#### [EXERCISE GOAL]
In the statistical analysis passage below, list every predictor that is described as scaled and centered.

#### [TEXT PASSAGE]
################
For each eye-tracking measure, we ran (generalized) linear mixed-effects models using the lme4 package (Bates et al., Reference Bates, Mächler, Bolker and Walker2015) in R statistical software (R Core Team, 2016, version 4.2.1). For generating Cohen’s d values for all significant effects in the models, we used the function lme.dscores in the R package EMAtools (Kleiman, Reference Kleiman2017). All models included fixed predictors of the target frequency (log-transformed), target word length (scaled and centered), pre-target word length (scaled and centered), trial order (scaled and centered), and a three-way interaction among filler language (deviation-coded, ‘1’ for English, ‘-1’ for Russian), target-preview condition (treatment-coded with CS condition as a reference level) and experimenter language (deviation-coded, ‘1’ for English, ‘-1’ for Russian). We intentionally treated experimenter and filler cues as separate predictors (versus collapsed into Blocks) to disentangle the effect of each cue on bilingual lexical access. Random factors were random intercepts for participants and sentences. No random slopes were added to the final models as such additions resulted in model convergence failure. We also removed random intercepts for sentences in the model for the FFD as it resulted in a singular fit. All p-values were adjusted for multiple comparisons for 6 tests using Bonferroni correction at an α-level of .008. Table 3 presents the full output for all models.
################
(Location annotation dataset excerpts)

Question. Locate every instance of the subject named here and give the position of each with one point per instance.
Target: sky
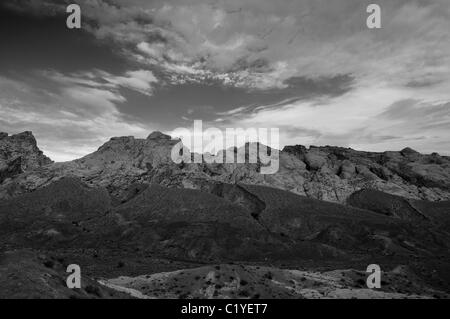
(311, 68)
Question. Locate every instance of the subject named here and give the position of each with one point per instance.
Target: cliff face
(19, 153)
(325, 173)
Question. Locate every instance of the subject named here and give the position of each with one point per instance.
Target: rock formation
(326, 173)
(19, 153)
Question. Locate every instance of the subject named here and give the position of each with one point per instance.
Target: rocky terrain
(255, 282)
(325, 173)
(128, 212)
(18, 154)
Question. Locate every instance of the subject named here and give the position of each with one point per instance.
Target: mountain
(127, 210)
(19, 153)
(325, 173)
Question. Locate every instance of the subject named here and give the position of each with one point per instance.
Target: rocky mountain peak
(158, 136)
(19, 153)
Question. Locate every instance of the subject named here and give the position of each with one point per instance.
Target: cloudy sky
(312, 68)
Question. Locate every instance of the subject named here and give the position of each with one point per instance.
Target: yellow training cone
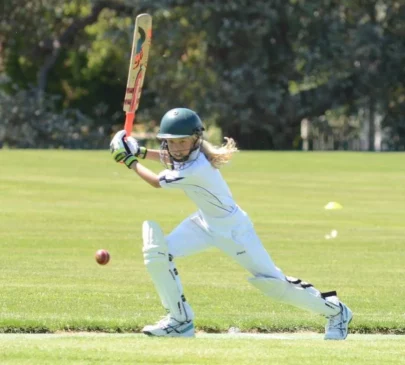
(333, 205)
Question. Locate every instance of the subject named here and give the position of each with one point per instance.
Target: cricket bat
(137, 68)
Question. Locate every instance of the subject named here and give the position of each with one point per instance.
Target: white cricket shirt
(206, 187)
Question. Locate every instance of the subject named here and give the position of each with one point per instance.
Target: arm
(145, 174)
(153, 155)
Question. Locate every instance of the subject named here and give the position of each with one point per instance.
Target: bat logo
(139, 50)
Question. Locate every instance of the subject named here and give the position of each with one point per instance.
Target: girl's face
(180, 147)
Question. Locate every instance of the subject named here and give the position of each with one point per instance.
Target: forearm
(145, 174)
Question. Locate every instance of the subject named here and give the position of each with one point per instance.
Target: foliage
(254, 69)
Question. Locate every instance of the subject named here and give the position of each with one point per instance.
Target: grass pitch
(287, 349)
(58, 207)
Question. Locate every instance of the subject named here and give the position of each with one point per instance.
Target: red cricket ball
(102, 257)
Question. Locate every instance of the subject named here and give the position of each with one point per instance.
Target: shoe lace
(335, 322)
(164, 320)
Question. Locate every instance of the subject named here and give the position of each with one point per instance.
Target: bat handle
(129, 122)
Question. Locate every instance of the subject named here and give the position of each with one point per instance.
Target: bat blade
(137, 67)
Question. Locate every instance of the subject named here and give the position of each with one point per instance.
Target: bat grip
(129, 122)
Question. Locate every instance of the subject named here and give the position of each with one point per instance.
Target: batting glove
(120, 150)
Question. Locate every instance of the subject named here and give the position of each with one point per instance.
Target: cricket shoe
(170, 327)
(338, 325)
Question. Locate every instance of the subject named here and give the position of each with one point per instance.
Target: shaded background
(258, 71)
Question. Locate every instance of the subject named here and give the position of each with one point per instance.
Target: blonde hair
(219, 156)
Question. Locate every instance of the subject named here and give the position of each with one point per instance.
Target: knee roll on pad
(161, 268)
(298, 294)
(154, 244)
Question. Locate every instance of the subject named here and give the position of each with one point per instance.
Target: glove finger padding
(129, 160)
(118, 147)
(132, 145)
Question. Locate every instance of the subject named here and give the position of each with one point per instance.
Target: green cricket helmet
(180, 123)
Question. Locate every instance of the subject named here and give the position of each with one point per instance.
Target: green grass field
(58, 207)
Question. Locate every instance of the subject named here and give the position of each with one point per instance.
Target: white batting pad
(163, 272)
(306, 298)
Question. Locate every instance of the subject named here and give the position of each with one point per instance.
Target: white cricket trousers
(236, 237)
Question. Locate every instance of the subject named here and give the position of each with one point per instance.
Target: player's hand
(120, 150)
(118, 147)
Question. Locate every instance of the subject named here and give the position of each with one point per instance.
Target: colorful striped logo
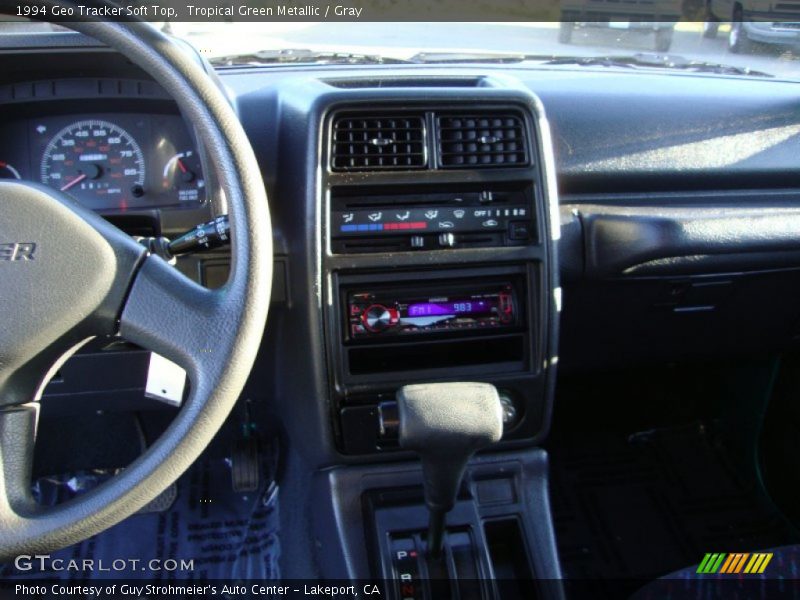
(729, 564)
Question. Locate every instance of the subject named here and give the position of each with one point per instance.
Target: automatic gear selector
(445, 424)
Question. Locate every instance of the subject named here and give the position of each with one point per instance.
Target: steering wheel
(67, 275)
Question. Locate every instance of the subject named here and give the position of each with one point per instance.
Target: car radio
(382, 314)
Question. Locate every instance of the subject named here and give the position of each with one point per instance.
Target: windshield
(763, 48)
(776, 53)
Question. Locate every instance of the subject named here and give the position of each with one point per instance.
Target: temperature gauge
(183, 174)
(8, 172)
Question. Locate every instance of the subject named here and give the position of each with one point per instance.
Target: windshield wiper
(468, 57)
(656, 61)
(302, 56)
(640, 60)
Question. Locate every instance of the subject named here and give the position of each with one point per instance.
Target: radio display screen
(396, 312)
(459, 306)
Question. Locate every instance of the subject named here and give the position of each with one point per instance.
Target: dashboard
(434, 260)
(109, 161)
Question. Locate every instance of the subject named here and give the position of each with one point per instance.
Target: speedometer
(97, 161)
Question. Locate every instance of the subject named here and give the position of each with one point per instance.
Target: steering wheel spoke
(17, 436)
(171, 315)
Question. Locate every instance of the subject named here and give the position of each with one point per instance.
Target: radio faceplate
(394, 313)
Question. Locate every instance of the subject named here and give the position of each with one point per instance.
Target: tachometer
(8, 172)
(97, 161)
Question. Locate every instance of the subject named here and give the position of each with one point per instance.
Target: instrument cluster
(113, 162)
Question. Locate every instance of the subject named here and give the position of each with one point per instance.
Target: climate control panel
(433, 220)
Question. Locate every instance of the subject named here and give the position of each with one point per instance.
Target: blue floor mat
(225, 535)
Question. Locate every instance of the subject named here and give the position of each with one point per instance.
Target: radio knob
(379, 318)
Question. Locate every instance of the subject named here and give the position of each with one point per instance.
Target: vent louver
(481, 140)
(375, 143)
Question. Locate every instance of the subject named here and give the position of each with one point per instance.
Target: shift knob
(445, 424)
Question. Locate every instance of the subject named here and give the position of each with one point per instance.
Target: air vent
(375, 143)
(481, 140)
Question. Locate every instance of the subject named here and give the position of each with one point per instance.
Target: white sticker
(165, 380)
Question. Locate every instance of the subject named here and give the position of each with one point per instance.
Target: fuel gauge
(183, 175)
(8, 172)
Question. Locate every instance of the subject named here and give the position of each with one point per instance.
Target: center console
(438, 266)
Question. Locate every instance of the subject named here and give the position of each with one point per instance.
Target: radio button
(378, 318)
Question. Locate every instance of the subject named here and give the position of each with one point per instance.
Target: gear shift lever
(446, 423)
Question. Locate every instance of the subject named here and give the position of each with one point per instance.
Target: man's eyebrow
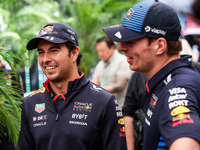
(52, 47)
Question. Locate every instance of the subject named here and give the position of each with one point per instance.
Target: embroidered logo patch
(40, 107)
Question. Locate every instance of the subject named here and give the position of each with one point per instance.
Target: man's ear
(161, 46)
(74, 54)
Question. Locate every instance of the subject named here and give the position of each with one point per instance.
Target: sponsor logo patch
(40, 107)
(41, 90)
(179, 110)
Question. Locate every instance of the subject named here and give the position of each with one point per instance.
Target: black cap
(147, 18)
(54, 33)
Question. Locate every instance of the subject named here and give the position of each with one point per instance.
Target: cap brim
(119, 33)
(33, 43)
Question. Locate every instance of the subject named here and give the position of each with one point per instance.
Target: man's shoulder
(34, 95)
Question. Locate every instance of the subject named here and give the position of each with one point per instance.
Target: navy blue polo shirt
(173, 105)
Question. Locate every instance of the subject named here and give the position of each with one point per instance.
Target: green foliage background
(21, 20)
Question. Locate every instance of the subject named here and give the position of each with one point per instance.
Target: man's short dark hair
(108, 41)
(71, 46)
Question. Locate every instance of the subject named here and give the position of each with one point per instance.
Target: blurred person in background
(112, 72)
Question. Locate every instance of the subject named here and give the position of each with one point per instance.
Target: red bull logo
(179, 110)
(40, 107)
(181, 117)
(122, 129)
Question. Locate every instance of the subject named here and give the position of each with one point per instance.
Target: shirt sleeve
(179, 116)
(124, 70)
(112, 126)
(25, 141)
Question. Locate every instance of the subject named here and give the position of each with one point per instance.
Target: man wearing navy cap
(69, 112)
(149, 37)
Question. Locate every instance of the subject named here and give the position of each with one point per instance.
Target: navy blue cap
(54, 33)
(147, 18)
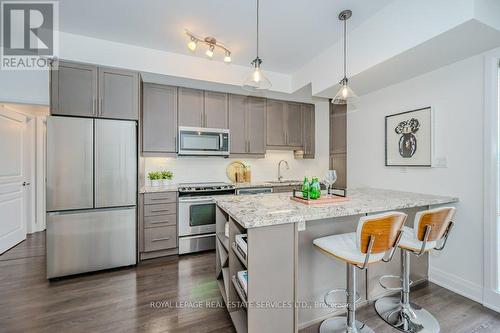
################
#### [ANSWER TO THE TASK]
Target word length, pre-target word length, trial order